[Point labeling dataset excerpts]
————————
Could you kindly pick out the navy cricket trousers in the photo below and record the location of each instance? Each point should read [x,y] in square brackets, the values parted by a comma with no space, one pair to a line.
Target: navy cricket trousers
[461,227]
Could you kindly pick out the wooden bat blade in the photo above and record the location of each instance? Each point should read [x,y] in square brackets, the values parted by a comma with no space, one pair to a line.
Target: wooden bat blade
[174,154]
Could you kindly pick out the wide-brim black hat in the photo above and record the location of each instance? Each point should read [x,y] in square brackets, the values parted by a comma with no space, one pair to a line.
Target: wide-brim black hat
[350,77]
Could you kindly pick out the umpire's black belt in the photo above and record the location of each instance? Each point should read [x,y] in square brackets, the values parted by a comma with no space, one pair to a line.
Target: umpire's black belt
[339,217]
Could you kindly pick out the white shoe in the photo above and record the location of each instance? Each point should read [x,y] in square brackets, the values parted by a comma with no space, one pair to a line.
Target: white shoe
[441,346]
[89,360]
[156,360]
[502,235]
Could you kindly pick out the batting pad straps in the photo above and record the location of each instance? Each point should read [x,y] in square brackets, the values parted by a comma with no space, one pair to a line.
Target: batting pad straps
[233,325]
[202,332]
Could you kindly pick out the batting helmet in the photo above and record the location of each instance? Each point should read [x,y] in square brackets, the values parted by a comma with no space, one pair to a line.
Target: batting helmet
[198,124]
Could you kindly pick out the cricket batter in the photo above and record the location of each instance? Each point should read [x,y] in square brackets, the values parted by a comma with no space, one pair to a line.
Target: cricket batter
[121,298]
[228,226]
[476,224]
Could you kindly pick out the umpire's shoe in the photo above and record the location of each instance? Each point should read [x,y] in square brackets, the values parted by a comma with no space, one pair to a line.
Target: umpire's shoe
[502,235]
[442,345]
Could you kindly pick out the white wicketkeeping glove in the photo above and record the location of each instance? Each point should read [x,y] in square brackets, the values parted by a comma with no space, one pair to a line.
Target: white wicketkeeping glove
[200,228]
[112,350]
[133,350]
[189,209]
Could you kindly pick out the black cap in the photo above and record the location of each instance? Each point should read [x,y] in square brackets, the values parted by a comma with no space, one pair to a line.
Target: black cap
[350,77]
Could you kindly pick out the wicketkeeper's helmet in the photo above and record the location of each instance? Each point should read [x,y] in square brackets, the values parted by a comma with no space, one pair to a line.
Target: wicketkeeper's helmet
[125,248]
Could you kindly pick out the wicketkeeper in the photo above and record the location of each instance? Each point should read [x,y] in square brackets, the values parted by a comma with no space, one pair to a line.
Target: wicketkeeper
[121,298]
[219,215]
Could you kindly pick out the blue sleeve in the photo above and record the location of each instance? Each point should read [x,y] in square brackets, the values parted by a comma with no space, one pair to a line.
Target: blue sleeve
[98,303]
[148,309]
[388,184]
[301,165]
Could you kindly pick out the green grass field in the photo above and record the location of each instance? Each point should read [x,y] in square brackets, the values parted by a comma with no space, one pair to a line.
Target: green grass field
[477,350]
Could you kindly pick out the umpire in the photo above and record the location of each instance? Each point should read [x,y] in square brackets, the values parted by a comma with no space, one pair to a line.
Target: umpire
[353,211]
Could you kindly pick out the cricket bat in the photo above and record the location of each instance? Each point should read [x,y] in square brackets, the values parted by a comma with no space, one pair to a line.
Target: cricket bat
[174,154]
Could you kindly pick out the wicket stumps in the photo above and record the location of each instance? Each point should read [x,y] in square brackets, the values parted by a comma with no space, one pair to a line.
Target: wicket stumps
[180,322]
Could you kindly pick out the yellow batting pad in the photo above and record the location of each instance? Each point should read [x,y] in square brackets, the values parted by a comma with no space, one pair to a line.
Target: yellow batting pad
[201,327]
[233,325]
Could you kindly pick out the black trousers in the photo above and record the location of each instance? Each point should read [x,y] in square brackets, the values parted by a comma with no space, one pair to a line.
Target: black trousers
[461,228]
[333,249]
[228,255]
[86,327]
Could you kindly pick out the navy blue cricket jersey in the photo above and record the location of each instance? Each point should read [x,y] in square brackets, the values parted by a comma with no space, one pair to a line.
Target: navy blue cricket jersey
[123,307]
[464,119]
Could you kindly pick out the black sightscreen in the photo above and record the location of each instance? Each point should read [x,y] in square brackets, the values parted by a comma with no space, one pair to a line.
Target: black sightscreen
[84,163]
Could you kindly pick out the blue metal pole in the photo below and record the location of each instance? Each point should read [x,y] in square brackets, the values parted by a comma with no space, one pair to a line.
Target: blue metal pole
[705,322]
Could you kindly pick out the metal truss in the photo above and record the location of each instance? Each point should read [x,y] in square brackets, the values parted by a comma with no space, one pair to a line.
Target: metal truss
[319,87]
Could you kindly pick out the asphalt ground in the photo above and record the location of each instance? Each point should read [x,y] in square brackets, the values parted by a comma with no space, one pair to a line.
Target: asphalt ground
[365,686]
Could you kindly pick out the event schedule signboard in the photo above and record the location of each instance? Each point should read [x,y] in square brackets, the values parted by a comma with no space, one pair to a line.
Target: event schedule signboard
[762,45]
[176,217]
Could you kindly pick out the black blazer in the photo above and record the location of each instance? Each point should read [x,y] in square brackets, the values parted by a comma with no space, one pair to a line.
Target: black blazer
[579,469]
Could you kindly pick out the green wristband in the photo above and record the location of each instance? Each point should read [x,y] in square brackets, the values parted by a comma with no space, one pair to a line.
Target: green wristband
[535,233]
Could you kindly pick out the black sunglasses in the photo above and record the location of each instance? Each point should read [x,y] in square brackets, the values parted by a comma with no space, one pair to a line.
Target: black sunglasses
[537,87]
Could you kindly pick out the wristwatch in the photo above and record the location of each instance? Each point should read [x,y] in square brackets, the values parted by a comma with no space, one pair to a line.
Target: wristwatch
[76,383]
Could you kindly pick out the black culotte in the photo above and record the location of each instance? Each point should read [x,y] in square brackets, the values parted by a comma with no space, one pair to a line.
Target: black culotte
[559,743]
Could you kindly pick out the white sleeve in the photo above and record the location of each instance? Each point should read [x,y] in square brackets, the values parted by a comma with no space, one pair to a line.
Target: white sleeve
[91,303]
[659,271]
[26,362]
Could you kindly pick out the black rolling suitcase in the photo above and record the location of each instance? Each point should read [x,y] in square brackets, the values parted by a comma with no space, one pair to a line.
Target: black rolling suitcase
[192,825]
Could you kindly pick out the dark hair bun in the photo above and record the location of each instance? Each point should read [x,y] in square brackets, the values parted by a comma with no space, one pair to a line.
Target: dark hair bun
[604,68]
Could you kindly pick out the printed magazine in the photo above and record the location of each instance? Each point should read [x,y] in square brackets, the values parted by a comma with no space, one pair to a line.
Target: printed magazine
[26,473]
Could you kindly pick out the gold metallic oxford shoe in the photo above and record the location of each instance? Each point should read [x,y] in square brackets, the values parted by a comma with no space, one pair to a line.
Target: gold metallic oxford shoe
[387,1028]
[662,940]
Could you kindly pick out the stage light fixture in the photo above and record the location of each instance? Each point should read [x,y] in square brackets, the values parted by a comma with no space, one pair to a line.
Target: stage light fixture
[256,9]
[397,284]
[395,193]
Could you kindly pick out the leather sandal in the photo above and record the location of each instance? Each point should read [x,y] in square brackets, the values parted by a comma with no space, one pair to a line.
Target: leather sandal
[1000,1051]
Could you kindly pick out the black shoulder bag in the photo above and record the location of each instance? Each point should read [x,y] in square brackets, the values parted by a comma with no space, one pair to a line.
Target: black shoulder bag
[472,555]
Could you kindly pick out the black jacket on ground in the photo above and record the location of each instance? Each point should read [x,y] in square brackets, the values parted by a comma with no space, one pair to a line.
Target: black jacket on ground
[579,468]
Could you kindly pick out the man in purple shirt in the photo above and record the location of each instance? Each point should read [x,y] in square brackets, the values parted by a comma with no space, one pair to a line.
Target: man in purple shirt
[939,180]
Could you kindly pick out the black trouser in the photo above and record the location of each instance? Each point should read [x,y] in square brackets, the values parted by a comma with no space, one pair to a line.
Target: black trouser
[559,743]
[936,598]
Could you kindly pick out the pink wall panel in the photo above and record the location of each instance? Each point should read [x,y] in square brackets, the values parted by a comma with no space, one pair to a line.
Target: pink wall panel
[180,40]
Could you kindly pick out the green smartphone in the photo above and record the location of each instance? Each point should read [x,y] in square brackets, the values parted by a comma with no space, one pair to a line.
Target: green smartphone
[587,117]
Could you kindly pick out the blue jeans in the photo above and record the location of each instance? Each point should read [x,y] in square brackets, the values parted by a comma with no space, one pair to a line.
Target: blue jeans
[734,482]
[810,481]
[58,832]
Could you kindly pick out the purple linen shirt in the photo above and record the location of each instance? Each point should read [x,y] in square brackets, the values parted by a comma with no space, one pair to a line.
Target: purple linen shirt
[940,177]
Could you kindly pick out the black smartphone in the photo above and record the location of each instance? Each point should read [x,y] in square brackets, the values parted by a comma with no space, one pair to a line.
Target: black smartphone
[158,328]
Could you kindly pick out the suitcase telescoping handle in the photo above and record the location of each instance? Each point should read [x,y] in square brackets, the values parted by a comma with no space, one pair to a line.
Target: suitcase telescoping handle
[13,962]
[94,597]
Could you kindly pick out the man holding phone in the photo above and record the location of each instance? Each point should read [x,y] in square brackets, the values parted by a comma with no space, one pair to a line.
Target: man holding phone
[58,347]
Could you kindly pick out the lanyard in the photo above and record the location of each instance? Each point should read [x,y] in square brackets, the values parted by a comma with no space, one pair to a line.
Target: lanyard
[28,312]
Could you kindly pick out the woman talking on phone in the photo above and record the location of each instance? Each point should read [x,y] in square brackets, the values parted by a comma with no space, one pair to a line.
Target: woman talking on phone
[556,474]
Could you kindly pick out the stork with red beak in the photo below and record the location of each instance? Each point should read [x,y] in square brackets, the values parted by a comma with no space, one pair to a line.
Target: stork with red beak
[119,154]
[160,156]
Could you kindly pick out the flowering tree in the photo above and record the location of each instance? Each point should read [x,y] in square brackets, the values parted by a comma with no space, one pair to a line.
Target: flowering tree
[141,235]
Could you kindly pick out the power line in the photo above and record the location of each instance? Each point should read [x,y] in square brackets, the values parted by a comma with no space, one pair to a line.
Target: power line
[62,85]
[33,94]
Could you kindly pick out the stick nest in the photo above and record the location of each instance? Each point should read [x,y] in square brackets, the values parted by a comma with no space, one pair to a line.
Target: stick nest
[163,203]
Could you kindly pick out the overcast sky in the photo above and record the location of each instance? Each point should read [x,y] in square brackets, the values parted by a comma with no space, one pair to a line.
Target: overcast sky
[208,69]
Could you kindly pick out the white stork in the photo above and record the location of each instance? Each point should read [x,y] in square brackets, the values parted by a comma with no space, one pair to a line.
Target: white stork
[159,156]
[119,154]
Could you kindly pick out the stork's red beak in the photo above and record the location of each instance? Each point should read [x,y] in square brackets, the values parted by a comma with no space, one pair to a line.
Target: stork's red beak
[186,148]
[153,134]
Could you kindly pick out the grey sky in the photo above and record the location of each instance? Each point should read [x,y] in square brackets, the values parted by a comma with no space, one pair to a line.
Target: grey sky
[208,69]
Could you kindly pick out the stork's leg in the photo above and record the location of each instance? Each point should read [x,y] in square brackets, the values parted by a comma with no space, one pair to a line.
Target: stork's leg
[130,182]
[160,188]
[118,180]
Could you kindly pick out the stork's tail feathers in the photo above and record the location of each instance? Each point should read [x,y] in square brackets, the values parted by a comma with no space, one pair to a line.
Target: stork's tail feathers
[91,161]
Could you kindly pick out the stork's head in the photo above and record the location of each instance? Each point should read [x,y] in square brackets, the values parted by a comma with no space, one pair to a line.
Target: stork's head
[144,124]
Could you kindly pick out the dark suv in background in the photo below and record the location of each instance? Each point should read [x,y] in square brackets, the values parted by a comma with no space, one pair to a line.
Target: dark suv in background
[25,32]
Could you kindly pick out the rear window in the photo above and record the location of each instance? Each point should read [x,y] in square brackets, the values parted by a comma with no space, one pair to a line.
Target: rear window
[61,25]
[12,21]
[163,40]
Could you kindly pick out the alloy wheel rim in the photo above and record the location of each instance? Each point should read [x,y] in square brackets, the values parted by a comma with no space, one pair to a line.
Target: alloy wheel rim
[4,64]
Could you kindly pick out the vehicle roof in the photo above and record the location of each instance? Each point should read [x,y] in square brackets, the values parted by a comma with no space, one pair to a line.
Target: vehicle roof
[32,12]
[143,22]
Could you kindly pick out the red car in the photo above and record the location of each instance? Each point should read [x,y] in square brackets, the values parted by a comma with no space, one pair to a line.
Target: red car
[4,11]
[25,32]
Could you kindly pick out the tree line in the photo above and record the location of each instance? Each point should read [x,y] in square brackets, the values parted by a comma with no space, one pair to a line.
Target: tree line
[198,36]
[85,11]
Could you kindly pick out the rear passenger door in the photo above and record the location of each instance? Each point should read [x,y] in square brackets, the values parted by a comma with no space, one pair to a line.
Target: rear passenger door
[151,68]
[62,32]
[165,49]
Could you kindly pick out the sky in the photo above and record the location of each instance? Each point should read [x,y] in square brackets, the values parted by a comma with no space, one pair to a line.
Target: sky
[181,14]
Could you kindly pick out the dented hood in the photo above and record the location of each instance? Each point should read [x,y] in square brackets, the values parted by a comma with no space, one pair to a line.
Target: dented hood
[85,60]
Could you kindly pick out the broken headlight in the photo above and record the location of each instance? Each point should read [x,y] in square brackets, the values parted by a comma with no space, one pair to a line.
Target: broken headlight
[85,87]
————————
#### What is asked:
Beginning with the line that contains "Could you kindly pick out the red", quote each line exactly through the last line of the entries above, and nothing beyond them.

#### Response:
Could you kindly pick out the red car in the photo above and record the location of each instance? Each point should read [x,y] in square brackets, the values parted by a comma with no space, one pair to a line.
Target: red car
[4,11]
[25,32]
Could you kindly pick out the tree line in the photo above and record the location of each instance? Each point should read [x,y] in square brackets, the values parted by a comma with no space, one pair to a line.
Target: tree line
[198,36]
[85,11]
Could you kindly pick out the rear passenger door in the photo above and record the location of each instance? Each point should read [x,y] in square brackets, the values parted by a comma with no space, one pair to a line.
Target: rear passenger door
[151,68]
[62,32]
[165,49]
Could you kindly pick out the sky in the photo above and record the location of each instance? Each point should read [x,y] in square brackets, the values parted by a comma with no space, one pair to a line.
Target: sky
[181,14]
Could you kindly pick out the dented hood in the photo above and record the location of each instance? Each point should read [x,y] in square brackets, the values parted by a comma with no space, one pair to a line.
Target: dented hood
[85,60]
Could you kindly pick out the broken headlight in the photo above and record the location of each instance? Each point should read [x,y] in square brackets, the values parted by a comma with no space, one pair to a line.
Target: broken headlight
[85,87]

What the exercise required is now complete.